RECORDED INFORMATION:
►
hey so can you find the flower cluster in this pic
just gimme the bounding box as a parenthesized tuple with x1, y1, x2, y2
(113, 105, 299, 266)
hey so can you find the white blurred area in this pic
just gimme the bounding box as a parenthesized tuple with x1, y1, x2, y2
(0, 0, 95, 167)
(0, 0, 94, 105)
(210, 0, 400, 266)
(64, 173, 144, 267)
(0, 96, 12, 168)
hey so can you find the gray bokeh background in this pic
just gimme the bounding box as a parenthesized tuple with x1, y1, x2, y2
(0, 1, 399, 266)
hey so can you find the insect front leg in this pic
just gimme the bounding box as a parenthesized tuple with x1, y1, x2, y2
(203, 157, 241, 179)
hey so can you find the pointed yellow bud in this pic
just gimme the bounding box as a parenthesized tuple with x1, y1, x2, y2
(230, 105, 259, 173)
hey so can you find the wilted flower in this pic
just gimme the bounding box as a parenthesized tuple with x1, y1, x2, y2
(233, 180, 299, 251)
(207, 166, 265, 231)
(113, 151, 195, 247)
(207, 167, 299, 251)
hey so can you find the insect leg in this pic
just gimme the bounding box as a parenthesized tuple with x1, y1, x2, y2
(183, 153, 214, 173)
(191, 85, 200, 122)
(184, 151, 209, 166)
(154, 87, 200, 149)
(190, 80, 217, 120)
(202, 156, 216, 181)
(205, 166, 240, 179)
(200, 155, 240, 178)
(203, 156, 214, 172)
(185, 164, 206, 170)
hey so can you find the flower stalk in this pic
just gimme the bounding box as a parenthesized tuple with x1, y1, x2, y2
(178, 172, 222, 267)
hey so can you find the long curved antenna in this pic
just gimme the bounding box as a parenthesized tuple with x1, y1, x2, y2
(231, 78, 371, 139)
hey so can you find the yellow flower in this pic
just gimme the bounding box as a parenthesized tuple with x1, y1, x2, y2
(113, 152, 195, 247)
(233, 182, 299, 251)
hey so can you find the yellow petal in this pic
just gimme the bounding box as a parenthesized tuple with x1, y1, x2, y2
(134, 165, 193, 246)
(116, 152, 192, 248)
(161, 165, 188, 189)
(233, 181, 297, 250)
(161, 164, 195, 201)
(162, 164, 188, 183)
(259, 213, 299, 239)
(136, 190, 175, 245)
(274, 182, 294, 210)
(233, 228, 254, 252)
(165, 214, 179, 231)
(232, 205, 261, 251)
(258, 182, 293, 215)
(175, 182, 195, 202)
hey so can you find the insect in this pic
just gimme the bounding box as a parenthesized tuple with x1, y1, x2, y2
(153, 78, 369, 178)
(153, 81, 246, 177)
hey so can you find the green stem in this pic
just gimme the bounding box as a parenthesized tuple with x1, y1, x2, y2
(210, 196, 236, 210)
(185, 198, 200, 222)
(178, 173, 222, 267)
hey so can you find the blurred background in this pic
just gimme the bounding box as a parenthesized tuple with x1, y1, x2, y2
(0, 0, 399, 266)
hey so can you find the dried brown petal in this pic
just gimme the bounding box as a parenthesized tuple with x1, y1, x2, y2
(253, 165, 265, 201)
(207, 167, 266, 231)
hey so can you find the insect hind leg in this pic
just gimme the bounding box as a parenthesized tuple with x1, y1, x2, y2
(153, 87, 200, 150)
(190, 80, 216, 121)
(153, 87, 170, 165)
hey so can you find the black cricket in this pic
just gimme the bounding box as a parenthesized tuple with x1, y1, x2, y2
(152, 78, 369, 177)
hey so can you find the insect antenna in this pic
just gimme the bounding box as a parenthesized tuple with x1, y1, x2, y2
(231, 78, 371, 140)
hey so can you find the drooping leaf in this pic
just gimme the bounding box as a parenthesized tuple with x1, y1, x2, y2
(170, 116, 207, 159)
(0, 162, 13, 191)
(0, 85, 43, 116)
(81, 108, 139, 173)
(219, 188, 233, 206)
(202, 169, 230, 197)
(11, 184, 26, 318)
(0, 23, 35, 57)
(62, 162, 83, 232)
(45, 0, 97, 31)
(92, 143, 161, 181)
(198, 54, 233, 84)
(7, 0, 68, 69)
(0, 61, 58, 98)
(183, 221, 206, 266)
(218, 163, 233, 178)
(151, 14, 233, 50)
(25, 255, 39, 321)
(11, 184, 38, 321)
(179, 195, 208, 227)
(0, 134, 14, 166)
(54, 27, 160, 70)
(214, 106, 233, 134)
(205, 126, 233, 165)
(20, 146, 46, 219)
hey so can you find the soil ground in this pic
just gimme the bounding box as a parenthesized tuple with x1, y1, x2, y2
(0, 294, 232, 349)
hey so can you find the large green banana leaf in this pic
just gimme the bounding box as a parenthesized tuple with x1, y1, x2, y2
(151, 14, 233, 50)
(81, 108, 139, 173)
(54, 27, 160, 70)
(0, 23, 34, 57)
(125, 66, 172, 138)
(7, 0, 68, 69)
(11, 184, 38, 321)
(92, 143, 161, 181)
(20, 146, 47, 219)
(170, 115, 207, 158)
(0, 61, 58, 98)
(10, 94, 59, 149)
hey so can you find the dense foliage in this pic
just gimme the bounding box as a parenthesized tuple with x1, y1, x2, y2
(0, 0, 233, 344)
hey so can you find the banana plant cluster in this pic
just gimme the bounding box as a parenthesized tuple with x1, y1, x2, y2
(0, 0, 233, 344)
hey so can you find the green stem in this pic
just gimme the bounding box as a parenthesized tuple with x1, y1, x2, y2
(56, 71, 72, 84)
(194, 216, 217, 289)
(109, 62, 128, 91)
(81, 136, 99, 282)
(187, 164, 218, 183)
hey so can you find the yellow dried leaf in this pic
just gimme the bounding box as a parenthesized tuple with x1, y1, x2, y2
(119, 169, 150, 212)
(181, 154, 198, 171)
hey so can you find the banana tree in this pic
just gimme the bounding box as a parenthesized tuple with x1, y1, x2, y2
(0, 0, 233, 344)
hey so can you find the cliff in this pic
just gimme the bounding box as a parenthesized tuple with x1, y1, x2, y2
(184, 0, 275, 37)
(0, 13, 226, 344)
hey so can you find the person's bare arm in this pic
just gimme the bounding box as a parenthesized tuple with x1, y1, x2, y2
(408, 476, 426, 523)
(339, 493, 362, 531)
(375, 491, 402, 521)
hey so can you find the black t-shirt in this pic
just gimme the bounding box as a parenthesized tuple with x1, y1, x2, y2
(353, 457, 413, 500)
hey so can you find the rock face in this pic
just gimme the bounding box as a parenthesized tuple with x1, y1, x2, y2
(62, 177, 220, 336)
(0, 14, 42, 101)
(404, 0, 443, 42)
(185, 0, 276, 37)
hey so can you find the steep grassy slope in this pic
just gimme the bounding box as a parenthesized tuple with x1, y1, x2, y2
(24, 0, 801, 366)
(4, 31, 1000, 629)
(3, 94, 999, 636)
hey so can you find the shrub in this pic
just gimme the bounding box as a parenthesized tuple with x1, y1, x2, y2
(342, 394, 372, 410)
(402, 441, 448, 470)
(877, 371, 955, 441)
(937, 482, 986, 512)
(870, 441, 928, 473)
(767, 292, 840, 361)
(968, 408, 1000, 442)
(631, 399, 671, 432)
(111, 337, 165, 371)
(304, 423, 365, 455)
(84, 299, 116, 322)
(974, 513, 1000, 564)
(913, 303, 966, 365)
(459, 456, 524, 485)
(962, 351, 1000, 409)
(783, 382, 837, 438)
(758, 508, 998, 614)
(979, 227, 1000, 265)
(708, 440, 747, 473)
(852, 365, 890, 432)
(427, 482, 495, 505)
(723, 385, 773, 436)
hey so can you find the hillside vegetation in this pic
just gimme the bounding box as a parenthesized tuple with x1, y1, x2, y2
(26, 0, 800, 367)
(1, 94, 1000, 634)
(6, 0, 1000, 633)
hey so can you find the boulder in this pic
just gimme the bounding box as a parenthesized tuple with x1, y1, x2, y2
◄
Please return the full set of records exactly as given above.

hey so can you find the flower cluster in this pic
just gimme the bounding box as a parenthesized tuple with x1, y1, x2, y2
(113, 105, 299, 266)
hey so can you find the white blurred area in this pic
just gimme the bounding box as a parenthesized tuple with x1, y1, x2, y2
(0, 0, 95, 167)
(0, 0, 94, 105)
(210, 0, 400, 266)
(64, 173, 144, 267)
(0, 96, 12, 168)
hey so can you find the gray bokeh background in this pic
just gimme the bounding box as a parenthesized tuple with x1, y1, x2, y2
(0, 1, 399, 266)
hey so can you find the insect front leg in this pic
just gimme the bounding box as a parenthesized tuple with x1, y1, x2, y2
(203, 157, 241, 179)
hey so can you find the pointed yellow bud in this pic
just gimme the bounding box as a parenthesized tuple with x1, y1, x2, y2
(230, 105, 259, 173)
hey so can you find the wilted flower in this pic
just gimme the bounding box as a parenthesized tuple with x1, y1, x2, y2
(233, 180, 299, 251)
(207, 166, 265, 231)
(113, 151, 195, 247)
(207, 167, 299, 251)
hey so can you find the insect leg in this pic
just gimme the bounding box as a parenthesized tuple with x1, y1, x2, y2
(183, 153, 214, 173)
(191, 85, 200, 122)
(184, 151, 209, 166)
(154, 87, 200, 149)
(190, 80, 217, 120)
(202, 156, 216, 181)
(205, 166, 240, 179)
(200, 155, 240, 178)
(203, 156, 214, 172)
(185, 164, 206, 170)
hey so can you find the flower stalk in this pic
just gimme the bounding box as a parenthesized tuple with x1, y1, x2, y2
(178, 172, 222, 267)
hey so can you find the long curved antenna in this pic
just gimme the bounding box as a parenthesized tuple with x1, y1, x2, y2
(231, 78, 371, 139)
hey so can you find the yellow flower in this pic
just gimme the bounding box as a parenthesized tuple with x1, y1, x2, y2
(113, 152, 195, 247)
(233, 182, 299, 251)
hey so can you find the yellow petal in this pic
just gimme the bounding box as a parenthesized tuple with x1, y1, x2, y2
(134, 165, 193, 246)
(116, 152, 192, 248)
(161, 165, 188, 189)
(233, 181, 297, 250)
(161, 164, 195, 201)
(162, 164, 188, 183)
(259, 213, 299, 239)
(136, 190, 175, 245)
(274, 182, 294, 210)
(233, 228, 254, 252)
(165, 214, 179, 231)
(232, 205, 261, 251)
(258, 182, 293, 215)
(175, 182, 195, 202)
hey so can you find the insect in this pic
just gimme the bounding box as a parenthesized tuple with x1, y1, x2, y2
(153, 78, 369, 178)
(153, 81, 246, 177)
hey so can you find the green stem in this pic
just gimme the bounding box as a parenthesized tuple with x1, y1, x2, y2
(210, 196, 236, 210)
(185, 198, 200, 222)
(178, 173, 222, 267)
hey so can you find the blurred background in this pic
just gimme the bounding box as a parenthesized tuple with x1, y1, x2, y2
(0, 0, 399, 266)
hey so can you find the dried brown petal in this pic
just gimme the bounding box as a parenthesized tuple with x1, y1, x2, y2
(253, 165, 265, 201)
(207, 167, 266, 231)
hey so can you find the insect hind leg in this pic
just gimme the bounding box as a parenthesized tuple with x1, y1, x2, y2
(153, 87, 200, 150)
(190, 80, 216, 121)
(153, 87, 170, 165)
hey so can you find the black cricket in this pic
just gimme the bounding box as a parenthesized tuple with x1, y1, x2, y2
(152, 78, 369, 177)
hey so can you find the insect antenna in this pic
just gimme the bounding box as a parenthesized tuple with x1, y1, x2, y2
(231, 78, 371, 140)
hey so can you find the drooping leaf in this pic
just gimme the bounding box as a parenthesized tuple with x1, y1, x2, y2
(170, 116, 207, 159)
(0, 162, 13, 191)
(0, 85, 43, 116)
(81, 108, 139, 173)
(219, 188, 233, 206)
(202, 169, 230, 197)
(11, 184, 26, 318)
(0, 23, 35, 57)
(62, 162, 83, 232)
(45, 0, 97, 31)
(92, 143, 161, 181)
(198, 54, 233, 84)
(7, 0, 68, 69)
(0, 61, 58, 98)
(183, 221, 206, 266)
(218, 163, 233, 178)
(151, 14, 233, 50)
(25, 255, 39, 321)
(11, 184, 38, 321)
(179, 195, 208, 227)
(0, 134, 14, 166)
(54, 27, 160, 70)
(214, 106, 233, 134)
(205, 126, 233, 165)
(20, 146, 46, 219)
hey so can you find the soil ground in this pic
just gimme the bounding box as a parenthesized tuple with x1, y1, x2, y2
(0, 294, 232, 349)
hey so can you find the large green banana leaf in this pic
just gimme the bounding box as a parenthesized tuple with x1, y1, x2, y2
(151, 14, 233, 50)
(81, 108, 139, 173)
(54, 27, 160, 70)
(0, 23, 34, 57)
(125, 66, 172, 138)
(7, 0, 68, 69)
(11, 184, 38, 321)
(92, 143, 161, 181)
(20, 146, 47, 219)
(170, 115, 207, 158)
(0, 61, 58, 98)
(10, 94, 59, 149)
hey so can you find the dense foliage in this pic
just gimme the bounding box as a parenthesized tuple with x1, y1, x2, y2
(0, 0, 233, 344)
hey so can you find the banana plant cluster in this pic
just gimme the bounding box as a parenthesized tuple with x1, y1, x2, y2
(0, 0, 233, 344)
hey so can you find the green stem in this pic
just gimme the bounding box as a parenthesized tuple with x1, y1, x2, y2
(56, 71, 72, 84)
(194, 216, 217, 289)
(109, 62, 128, 91)
(81, 136, 99, 282)
(187, 164, 218, 183)
hey so can you find the yellow dried leaf in this pic
just gimme the bounding box as a parenthesized tuple with x1, y1, x2, y2
(119, 169, 150, 212)
(181, 154, 198, 171)
hey so can you find the banana tree in this pic
just gimme the bounding box as a parenthesized tuple with x1, y1, x2, y2
(0, 0, 233, 344)
hey so can you find the cliff in this pic
just gimme the bounding box as a parenthesized tuple with x1, y1, x2, y2
(184, 0, 275, 37)
(0, 13, 226, 344)
hey so can you find the person's bare arm in this pic
just gimme the bounding box as a parenthesized tuple with x1, y1, x2, y2
(408, 476, 426, 523)
(339, 493, 362, 531)
(375, 491, 402, 521)
hey so can you find the black t-shirt in this pic
just gimme the bounding box as a parenthesized tuple with x1, y1, x2, y2
(353, 457, 413, 500)
hey so can you find the rock face in this pic
just gimme the bounding box as a parenthesized tuple with x1, y1, x2, y2
(62, 177, 220, 336)
(0, 14, 42, 101)
(404, 0, 443, 42)
(185, 0, 276, 37)
hey so can you find the steep grassy slope in this pic
just gimme the bounding box as a parenthesized tuple with x1, y1, x2, y2
(24, 0, 801, 366)
(4, 31, 1000, 629)
(3, 94, 999, 636)
hey so can you find the shrub in this pic
just gimme the bounding box as a parenthesized tuple with x1, y1, x2, y2
(342, 394, 372, 410)
(402, 441, 448, 470)
(877, 371, 955, 441)
(937, 482, 986, 512)
(870, 441, 928, 473)
(767, 292, 840, 361)
(968, 408, 1000, 442)
(631, 399, 671, 432)
(111, 337, 165, 371)
(304, 423, 365, 455)
(84, 299, 116, 322)
(974, 513, 1000, 564)
(913, 303, 966, 365)
(459, 456, 524, 485)
(962, 351, 1000, 409)
(783, 382, 837, 438)
(758, 508, 998, 614)
(979, 227, 1000, 265)
(708, 440, 747, 473)
(852, 365, 890, 432)
(427, 482, 495, 505)
(723, 385, 773, 436)
hey so can you find the hillside vegetation in this pic
just gimme the bounding box as a parenthesized tuple with x1, y1, x2, y2
(26, 0, 800, 367)
(1, 94, 1000, 634)
(6, 0, 1000, 633)
hey so can you find the boulder in this pic
just gimme the bounding box as a parenthesized tuple with x1, y1, x2, y2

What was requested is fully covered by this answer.